The claim question had a morality of its own, and while at a distance, and from a certain standpoint, it had the appearance of mob law, and was so stigmatized; here where it could be properly understood and appreciated, it was sustained by the purest and best of men; not only so, but an actual settler was never known to oppose it. If ever an equitable and just right existed, it was that of the claimant pioneer to the land he occupied.
The nomenclature was peculiar, and expressive; when a man made a claim, he was said to squat, and was called a squatter, and from that came the phrase Squatter Sovereignty. When the claimant left his claim, the first occupant could have it. If he left it temporarily to visit his friends, or on business, and another embraced the opportunity to possess it, he was said to jump the claim. Each settlement usually had an association where such dis- putes were settled; and the State enacted laws making claims transferrable, notes given for claims valid, for protecting the claim- ant from the encroachment of others, and ousting jumpers. A claim jumper often found his way a hard road to travel. This nomenclature was often expressively applied to other matters. If a young man paid marked attention to a young lady, he was said to have made a claim; if it was understood they were engaged, be was said to have a pre-emption, and if another cut him out, he was said to have jumped his claim.

### WHAT YOU WILL DO
1) According to the passage on pioneer land claims, where did the phrase Squatter Sovereignty come from? Answer in one to three sentences.
2) Reproduce the passage on pioneer land claims from "The claim question" to "land he occupied.".
The listing has nothing to do with the passage on pioneer land claims.

### GIVEN MATERIAL
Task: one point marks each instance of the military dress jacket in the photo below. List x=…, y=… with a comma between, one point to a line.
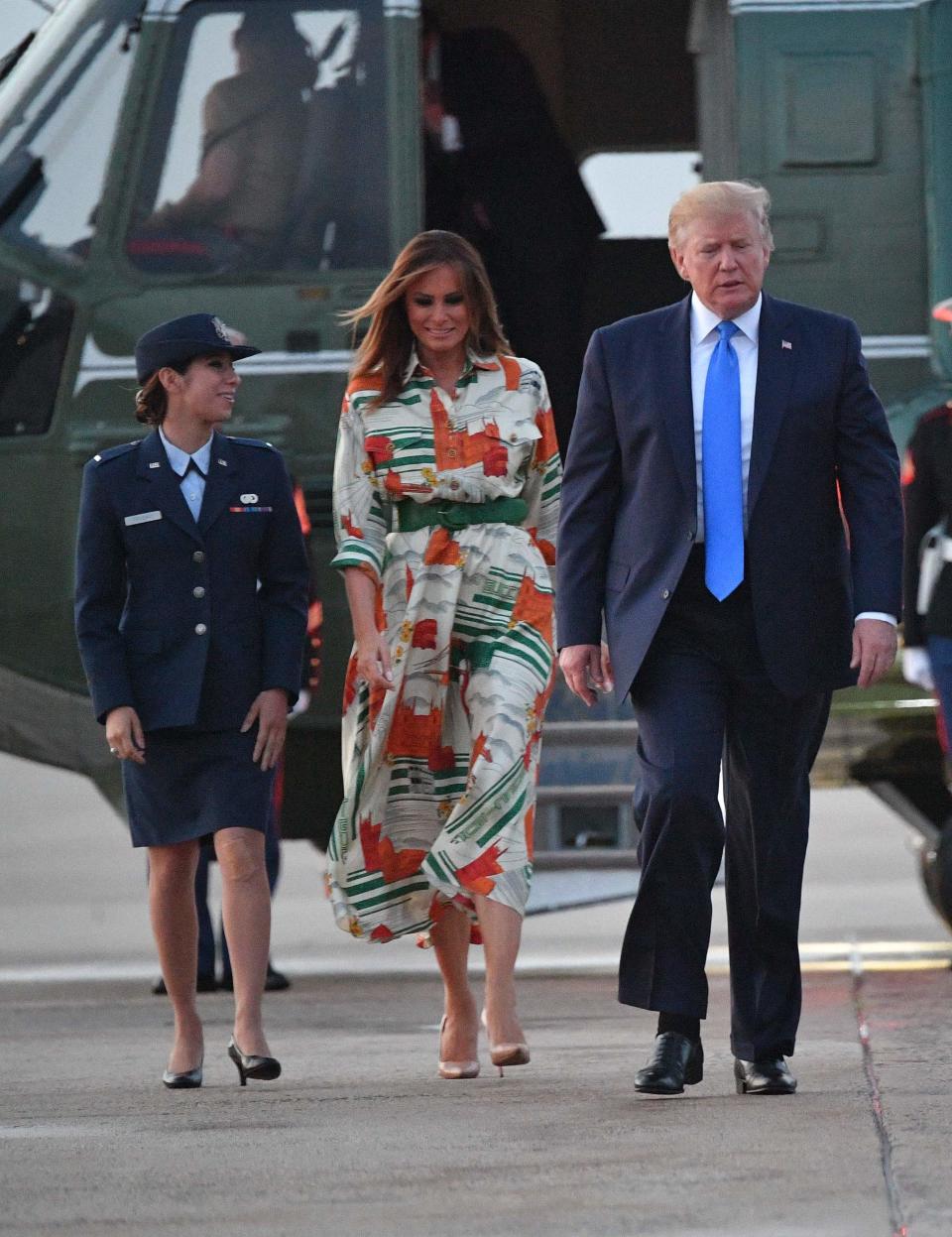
x=927, y=494
x=186, y=621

### RESULTS FOR THE EXERCISE
1) A man who made a claim was said to squat and was called a squatter. The phrase Squatter Sovereignty came from that usage.

2)
The claim question had a morality of its own, and while at a distance, and from a certain standpoint, it had the appearance of mob law, and was so stigmatized; here where it could be properly understood and appreciated, it was sustained by the purest and best of men; not only so, but an actual settler was never known to oppose it. If ever an equitable and just right existed, it was that of the claimant pioneer to the land he occupied.